++++ Records shown ++++
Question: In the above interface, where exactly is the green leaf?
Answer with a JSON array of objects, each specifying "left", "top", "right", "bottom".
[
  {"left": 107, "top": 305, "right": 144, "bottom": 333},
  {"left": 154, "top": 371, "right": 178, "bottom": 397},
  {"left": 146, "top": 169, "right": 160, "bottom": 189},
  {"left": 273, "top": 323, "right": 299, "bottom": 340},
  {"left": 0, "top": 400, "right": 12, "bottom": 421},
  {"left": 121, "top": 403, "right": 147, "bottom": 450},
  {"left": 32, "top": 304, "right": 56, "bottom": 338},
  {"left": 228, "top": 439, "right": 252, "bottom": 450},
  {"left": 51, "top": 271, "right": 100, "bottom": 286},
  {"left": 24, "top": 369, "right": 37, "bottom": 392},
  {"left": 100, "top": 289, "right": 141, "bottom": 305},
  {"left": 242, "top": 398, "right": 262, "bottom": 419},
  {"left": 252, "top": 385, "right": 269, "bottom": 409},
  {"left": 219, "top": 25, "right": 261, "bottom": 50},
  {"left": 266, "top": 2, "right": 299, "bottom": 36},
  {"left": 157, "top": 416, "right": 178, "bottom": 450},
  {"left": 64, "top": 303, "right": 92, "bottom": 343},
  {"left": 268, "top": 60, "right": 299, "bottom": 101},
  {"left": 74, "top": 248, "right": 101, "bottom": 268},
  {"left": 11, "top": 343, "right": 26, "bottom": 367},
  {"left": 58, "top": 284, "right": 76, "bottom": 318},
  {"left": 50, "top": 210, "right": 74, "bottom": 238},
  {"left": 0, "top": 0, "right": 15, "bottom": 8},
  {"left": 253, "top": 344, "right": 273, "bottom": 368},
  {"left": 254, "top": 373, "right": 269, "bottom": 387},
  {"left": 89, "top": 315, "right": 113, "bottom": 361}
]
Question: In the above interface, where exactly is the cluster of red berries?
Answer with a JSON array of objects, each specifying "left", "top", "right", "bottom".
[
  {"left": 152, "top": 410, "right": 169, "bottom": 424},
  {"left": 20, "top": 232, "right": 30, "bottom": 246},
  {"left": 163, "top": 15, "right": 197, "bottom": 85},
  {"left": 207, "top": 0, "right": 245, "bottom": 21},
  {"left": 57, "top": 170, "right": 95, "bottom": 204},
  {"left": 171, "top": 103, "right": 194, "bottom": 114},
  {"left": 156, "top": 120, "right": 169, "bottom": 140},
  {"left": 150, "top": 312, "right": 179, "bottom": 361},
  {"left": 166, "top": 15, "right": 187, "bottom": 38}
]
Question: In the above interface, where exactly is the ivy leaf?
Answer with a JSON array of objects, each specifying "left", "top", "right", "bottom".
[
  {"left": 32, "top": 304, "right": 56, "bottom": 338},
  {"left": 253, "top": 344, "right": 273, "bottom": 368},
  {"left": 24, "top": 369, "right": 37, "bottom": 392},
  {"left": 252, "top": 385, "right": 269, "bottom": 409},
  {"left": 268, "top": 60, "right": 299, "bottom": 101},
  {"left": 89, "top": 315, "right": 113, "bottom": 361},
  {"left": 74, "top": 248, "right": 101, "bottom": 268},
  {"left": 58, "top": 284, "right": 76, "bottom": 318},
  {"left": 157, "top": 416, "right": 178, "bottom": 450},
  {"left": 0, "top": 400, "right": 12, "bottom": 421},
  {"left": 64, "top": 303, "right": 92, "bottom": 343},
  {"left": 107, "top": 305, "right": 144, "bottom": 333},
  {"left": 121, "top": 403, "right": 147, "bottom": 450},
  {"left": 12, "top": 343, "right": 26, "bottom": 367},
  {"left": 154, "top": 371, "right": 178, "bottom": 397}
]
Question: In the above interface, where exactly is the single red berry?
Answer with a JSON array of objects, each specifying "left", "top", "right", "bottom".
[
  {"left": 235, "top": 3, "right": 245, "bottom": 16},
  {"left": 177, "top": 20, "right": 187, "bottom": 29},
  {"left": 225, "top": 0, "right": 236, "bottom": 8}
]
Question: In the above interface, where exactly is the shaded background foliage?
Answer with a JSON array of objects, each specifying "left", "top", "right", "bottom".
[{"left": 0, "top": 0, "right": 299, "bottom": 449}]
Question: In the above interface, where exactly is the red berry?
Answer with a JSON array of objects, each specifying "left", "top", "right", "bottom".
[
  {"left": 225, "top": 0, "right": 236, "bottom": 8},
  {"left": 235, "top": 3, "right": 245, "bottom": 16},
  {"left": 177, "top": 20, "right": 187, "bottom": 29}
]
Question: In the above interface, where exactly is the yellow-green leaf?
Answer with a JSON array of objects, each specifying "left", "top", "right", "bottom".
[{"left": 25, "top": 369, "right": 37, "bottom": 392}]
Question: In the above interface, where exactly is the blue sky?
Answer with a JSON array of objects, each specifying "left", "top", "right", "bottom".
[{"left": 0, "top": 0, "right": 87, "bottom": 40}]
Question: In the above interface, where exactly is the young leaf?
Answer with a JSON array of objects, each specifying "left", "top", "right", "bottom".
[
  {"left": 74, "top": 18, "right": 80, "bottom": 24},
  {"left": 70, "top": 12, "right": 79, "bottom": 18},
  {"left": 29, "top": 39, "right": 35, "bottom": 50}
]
++++
- **Exercise brief**: Please give every line of the listing above as a JSON list of strings, one string per line, and leave out any blank lines.

- **Response for this exercise**:
[
  "Question: In the above interface, where exactly is the green leaf?",
  "Answer with a JSON array of objects, each specifying \"left\", \"top\", \"right\", \"bottom\".",
  "[",
  "  {\"left\": 107, \"top\": 305, \"right\": 144, \"bottom\": 333},",
  "  {\"left\": 154, \"top\": 371, \"right\": 178, \"bottom\": 397},",
  "  {\"left\": 146, \"top\": 169, \"right\": 160, \"bottom\": 189},",
  "  {\"left\": 273, \"top\": 323, \"right\": 299, \"bottom\": 340},",
  "  {\"left\": 0, \"top\": 400, \"right\": 12, \"bottom\": 421},",
  "  {\"left\": 121, \"top\": 403, \"right\": 147, \"bottom\": 450},",
  "  {\"left\": 32, \"top\": 304, \"right\": 56, \"bottom\": 338},",
  "  {\"left\": 228, \"top\": 439, \"right\": 252, \"bottom\": 450},",
  "  {\"left\": 51, \"top\": 271, \"right\": 100, \"bottom\": 286},",
  "  {\"left\": 24, \"top\": 369, \"right\": 37, \"bottom\": 392},",
  "  {\"left\": 100, \"top\": 289, \"right\": 141, \"bottom\": 305},",
  "  {\"left\": 242, \"top\": 398, \"right\": 262, \"bottom\": 419},",
  "  {\"left\": 252, \"top\": 385, \"right\": 269, \"bottom\": 409},",
  "  {\"left\": 219, \"top\": 25, \"right\": 261, \"bottom\": 50},",
  "  {\"left\": 266, \"top\": 2, \"right\": 299, \"bottom\": 36},",
  "  {\"left\": 157, \"top\": 416, \"right\": 178, \"bottom\": 450},",
  "  {\"left\": 64, \"top\": 303, \"right\": 92, \"bottom\": 343},",
  "  {\"left\": 268, \"top\": 60, \"right\": 299, \"bottom\": 101},",
  "  {\"left\": 74, \"top\": 248, \"right\": 101, \"bottom\": 268},",
  "  {\"left\": 11, \"top\": 343, \"right\": 26, \"bottom\": 367},",
  "  {\"left\": 58, \"top\": 284, \"right\": 76, \"bottom\": 318},",
  "  {\"left\": 50, \"top\": 210, \"right\": 74, \"bottom\": 238},",
  "  {\"left\": 0, \"top\": 0, \"right\": 15, \"bottom\": 8},",
  "  {\"left\": 253, \"top\": 344, \"right\": 273, \"bottom\": 368},",
  "  {\"left\": 254, \"top\": 373, \"right\": 269, \"bottom\": 387},",
  "  {\"left\": 89, \"top\": 315, \"right\": 113, \"bottom\": 361}",
  "]",
  "Question: In the above interface, where exactly is the cluster of red berries?",
  "Answer with a JSON array of objects, each specifying \"left\", \"top\", \"right\", \"bottom\".",
  "[",
  "  {\"left\": 152, \"top\": 410, \"right\": 169, \"bottom\": 424},",
  "  {\"left\": 20, \"top\": 232, \"right\": 30, \"bottom\": 246},",
  "  {\"left\": 163, \"top\": 15, \"right\": 197, \"bottom\": 85},",
  "  {\"left\": 207, \"top\": 0, \"right\": 245, \"bottom\": 21},",
  "  {\"left\": 57, \"top\": 170, \"right\": 95, \"bottom\": 204},",
  "  {\"left\": 171, \"top\": 103, \"right\": 194, \"bottom\": 114},",
  "  {\"left\": 156, \"top\": 120, \"right\": 169, \"bottom\": 140},",
  "  {\"left\": 150, \"top\": 312, \"right\": 179, \"bottom\": 361},",
  "  {\"left\": 166, \"top\": 15, \"right\": 187, \"bottom\": 38}",
  "]",
  "Question: In the above interface, where exactly is the ivy leaf?",
  "Answer with a JSON array of objects, each specifying \"left\", \"top\", \"right\", \"bottom\".",
  "[",
  "  {\"left\": 32, \"top\": 304, \"right\": 56, \"bottom\": 338},",
  "  {\"left\": 253, \"top\": 344, \"right\": 273, \"bottom\": 368},",
  "  {\"left\": 24, \"top\": 369, \"right\": 37, \"bottom\": 392},",
  "  {\"left\": 252, \"top\": 385, \"right\": 269, \"bottom\": 409},",
  "  {\"left\": 268, \"top\": 60, \"right\": 299, \"bottom\": 101},",
  "  {\"left\": 89, \"top\": 315, \"right\": 113, \"bottom\": 361},",
  "  {\"left\": 74, \"top\": 248, \"right\": 101, \"bottom\": 268},",
  "  {\"left\": 58, \"top\": 284, \"right\": 76, \"bottom\": 318},",
  "  {\"left\": 157, \"top\": 416, \"right\": 178, \"bottom\": 450},",
  "  {\"left\": 0, \"top\": 400, \"right\": 12, \"bottom\": 421},",
  "  {\"left\": 64, \"top\": 303, \"right\": 92, \"bottom\": 343},",
  "  {\"left\": 107, \"top\": 305, \"right\": 144, \"bottom\": 333},",
  "  {\"left\": 121, \"top\": 403, \"right\": 147, \"bottom\": 450},",
  "  {\"left\": 12, \"top\": 343, \"right\": 26, \"bottom\": 367},",
  "  {\"left\": 154, \"top\": 371, \"right\": 178, \"bottom\": 397}",
  "]",
  "Question: In the above interface, where exactly is the single red berry?",
  "Answer with a JSON array of objects, each specifying \"left\", \"top\", \"right\", \"bottom\".",
  "[",
  "  {\"left\": 235, \"top\": 3, \"right\": 245, \"bottom\": 16},",
  "  {\"left\": 177, \"top\": 20, \"right\": 187, \"bottom\": 29},",
  "  {\"left\": 225, \"top\": 0, \"right\": 236, \"bottom\": 8}",
  "]",
  "Question: In the above interface, where exactly is the shaded background foliage?",
  "Answer with a JSON array of objects, each specifying \"left\", \"top\", \"right\", \"bottom\".",
  "[{\"left\": 0, \"top\": 0, \"right\": 299, \"bottom\": 449}]",
  "Question: In the above interface, where exactly is the red berry?",
  "Answer with a JSON array of objects, each specifying \"left\", \"top\", \"right\", \"bottom\".",
  "[",
  "  {\"left\": 225, \"top\": 0, \"right\": 236, \"bottom\": 8},",
  "  {\"left\": 235, \"top\": 3, \"right\": 245, \"bottom\": 16},",
  "  {\"left\": 177, \"top\": 20, \"right\": 187, \"bottom\": 29}",
  "]",
  "Question: In the above interface, where exactly is the yellow-green leaf?",
  "Answer with a JSON array of objects, each specifying \"left\", \"top\", \"right\", \"bottom\".",
  "[{\"left\": 25, \"top\": 369, \"right\": 37, \"bottom\": 392}]",
  "Question: In the above interface, where exactly is the blue sky?",
  "Answer with a JSON array of objects, each specifying \"left\", \"top\", \"right\", \"bottom\".",
  "[{\"left\": 0, \"top\": 0, \"right\": 87, \"bottom\": 40}]",
  "Question: In the above interface, where exactly is the young leaf?",
  "Answer with a JSON array of objects, each specifying \"left\", \"top\", \"right\", \"bottom\".",
  "[",
  "  {\"left\": 74, \"top\": 18, \"right\": 80, \"bottom\": 24},",
  "  {\"left\": 70, \"top\": 12, \"right\": 79, \"bottom\": 18},",
  "  {\"left\": 29, \"top\": 39, \"right\": 35, \"bottom\": 50}",
  "]"
]